### Passage proposé ###

51. Le requérant ajoute que la mission qu’il a effectuée en Guinée équatoriale n’était pas une mission relevant de la puissance publique car elle pouvait être accomplie par un consultant privé. L’engagement d’un coopérant rémunéré par l’administration française avait pour but de fournir une aide financière à l’Etat d’accueil en mettant gracieusement une personne qualifiée à sa disposition.
2. Le Gouvernement
52. Le Gouvernement fait valoir que le statut d’agent contractuel du requérant est assimilable à celui d’un fonctionnaire. D’une part, le contrat ne joue pas un rôle significatif dans la relation entre l’agent contractuel et l’administration qui l’emploie : la signature du contrat n’est pas l’aboutissement d’une négociation entre les parties sur le contenu du statut du coopérant mais la simple manifestation d’un accord de volontés qui entraîne l’application d’un statut législatif et réglementaire préexistant (fixé en l’espèce par la loi du 13 juillet 1972 et ses deux décrets d’application). D’autre part, les conditions d’exercice, de cessation des fonctions et de rémunération de l’agent contractuel sont très proches de celles du fonctionnaire car elles sont, au même titre que ces dernières, conditionnées par les contraintes du service public. Enfin, en cas de contentieux, les juridictions de l’ordre administratif sont compétentes et appliquent des règles qui – dérogatoires à celles appliquées aux autres contrats administratifs – sont similaires à celles régissant les fonctionnaires.

### Données de l'exercice ###

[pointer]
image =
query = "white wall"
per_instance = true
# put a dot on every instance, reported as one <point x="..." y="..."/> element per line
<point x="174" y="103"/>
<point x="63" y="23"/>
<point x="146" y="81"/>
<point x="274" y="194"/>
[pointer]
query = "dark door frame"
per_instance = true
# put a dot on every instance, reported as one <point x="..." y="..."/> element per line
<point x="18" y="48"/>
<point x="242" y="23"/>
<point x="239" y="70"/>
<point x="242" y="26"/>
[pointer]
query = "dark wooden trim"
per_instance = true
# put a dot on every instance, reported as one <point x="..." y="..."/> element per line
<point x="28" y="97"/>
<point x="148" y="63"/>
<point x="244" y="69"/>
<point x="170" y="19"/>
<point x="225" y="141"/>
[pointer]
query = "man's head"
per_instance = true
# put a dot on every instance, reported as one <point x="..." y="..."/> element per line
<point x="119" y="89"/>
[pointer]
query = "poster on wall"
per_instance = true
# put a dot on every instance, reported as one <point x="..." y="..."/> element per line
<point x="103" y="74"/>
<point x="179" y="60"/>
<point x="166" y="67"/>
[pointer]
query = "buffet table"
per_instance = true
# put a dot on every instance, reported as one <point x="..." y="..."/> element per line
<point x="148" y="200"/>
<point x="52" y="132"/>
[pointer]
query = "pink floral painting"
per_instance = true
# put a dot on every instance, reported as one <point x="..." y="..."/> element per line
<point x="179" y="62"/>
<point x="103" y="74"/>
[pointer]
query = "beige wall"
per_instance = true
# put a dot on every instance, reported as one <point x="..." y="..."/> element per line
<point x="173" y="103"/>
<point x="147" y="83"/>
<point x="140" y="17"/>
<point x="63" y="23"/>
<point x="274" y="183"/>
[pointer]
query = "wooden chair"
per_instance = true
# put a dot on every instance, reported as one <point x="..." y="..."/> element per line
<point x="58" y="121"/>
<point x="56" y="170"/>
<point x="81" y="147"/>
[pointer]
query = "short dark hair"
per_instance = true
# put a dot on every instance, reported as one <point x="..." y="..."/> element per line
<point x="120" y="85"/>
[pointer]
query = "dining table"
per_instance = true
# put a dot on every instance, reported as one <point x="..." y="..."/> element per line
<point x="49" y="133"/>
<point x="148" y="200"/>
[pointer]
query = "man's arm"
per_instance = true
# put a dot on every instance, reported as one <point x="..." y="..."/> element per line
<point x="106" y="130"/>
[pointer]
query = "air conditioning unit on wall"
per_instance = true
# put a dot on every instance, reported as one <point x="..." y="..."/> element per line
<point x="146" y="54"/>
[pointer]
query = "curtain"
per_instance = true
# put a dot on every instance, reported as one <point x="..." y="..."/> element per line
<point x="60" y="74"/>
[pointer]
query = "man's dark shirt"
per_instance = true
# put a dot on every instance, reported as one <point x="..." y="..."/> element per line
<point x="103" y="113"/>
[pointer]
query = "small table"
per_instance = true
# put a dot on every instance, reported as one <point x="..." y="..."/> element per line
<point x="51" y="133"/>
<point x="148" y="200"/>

###
### Données de l'exercice ###

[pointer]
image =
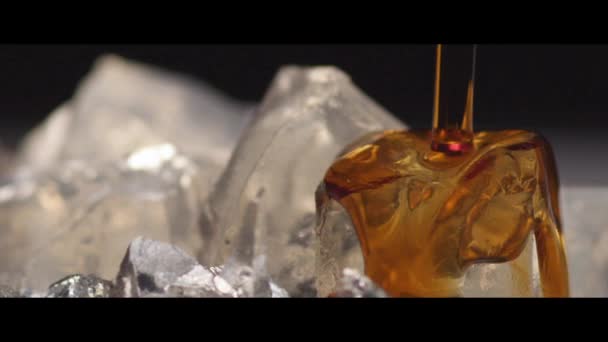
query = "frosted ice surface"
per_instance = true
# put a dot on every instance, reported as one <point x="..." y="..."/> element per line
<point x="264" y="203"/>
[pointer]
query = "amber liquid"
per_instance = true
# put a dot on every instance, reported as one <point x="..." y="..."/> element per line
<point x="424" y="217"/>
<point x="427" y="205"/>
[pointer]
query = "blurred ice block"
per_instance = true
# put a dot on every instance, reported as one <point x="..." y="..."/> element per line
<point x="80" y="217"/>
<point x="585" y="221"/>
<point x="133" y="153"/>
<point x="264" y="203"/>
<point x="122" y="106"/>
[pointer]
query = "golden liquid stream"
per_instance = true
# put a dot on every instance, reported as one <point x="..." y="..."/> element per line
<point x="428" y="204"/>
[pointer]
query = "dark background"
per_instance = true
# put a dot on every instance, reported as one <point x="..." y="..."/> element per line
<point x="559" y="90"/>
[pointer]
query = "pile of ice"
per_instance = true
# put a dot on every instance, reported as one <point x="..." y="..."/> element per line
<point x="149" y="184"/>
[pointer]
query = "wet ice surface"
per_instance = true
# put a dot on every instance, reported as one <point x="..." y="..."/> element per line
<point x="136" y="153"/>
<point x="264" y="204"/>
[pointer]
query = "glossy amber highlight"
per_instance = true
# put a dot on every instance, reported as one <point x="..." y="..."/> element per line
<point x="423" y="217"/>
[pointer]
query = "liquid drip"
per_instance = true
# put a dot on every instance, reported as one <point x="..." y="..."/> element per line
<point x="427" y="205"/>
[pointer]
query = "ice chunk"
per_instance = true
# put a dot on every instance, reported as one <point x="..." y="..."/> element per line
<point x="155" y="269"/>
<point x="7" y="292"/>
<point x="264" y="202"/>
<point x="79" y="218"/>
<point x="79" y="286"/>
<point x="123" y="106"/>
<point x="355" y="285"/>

###

[Travail à faire]
1. Relevez chaque ligne des entrées qui contient la chaîne « table », en tenant compte de la casse.
2. Rédigez la suite du passage sur le statut d'agent contractuel du requérant, en reprenant après sa dernière phrase.

[En réponse]
1.
query = "buffet table"
query = "dining table"
query = "small table"

2.
53. Le Gouvernement en déduit qu’il convient d’appliquer la jurisprudence de la Cour relative aux fonctionnaires. Se référant à l’arrêt Fusco c. Italie du 2 septembre 1997 (Recueil 1997-V, p. 1732, § 20), il considère que le litige a manifestement trait à la cessation d’activité du requérant au sein de la fonction publique. En effet, celui-ci s’était initialement borné à introduire un recours en annulation de la décision de radiation. Ce n’est que deux ans et demi plus tard qu’il a assorti son recours d’une demande d’indemnisation.
54. De plus, observe le Gouvernement, l’allocation de cette indemnisation est subordonnée au constat préalable de l’illégalité de la décision de radiation. Ainsi que la Cour l’a décidé dans son arrêt Neigel c. France du 17 mars 1997 (Recueil 1997-II, p. 411, § 44), le litige ne présente pas, dans un tel cas, d’enjeu « purement ou essentiellement patrimonial ».
55. Le Gouvernement ajoute que la décision critiquée est intervenue dans des conditions qui dérogent au droit commun (a contrario, arrêt Francesco Lombardo c. Italie du 26 novembre 1992, série A n° 249-B, pp. 26-27, § 17). L’Etat d’affectation du requérant a usé de son droit de remettre le requérant, à tout moment et pour des raisons d’opportunité, à la disposition des autorités françaises, qui ne pouvaient qu’en prendre acte. Cela entraînait automatiquement la résiliation unilatérale du contrat.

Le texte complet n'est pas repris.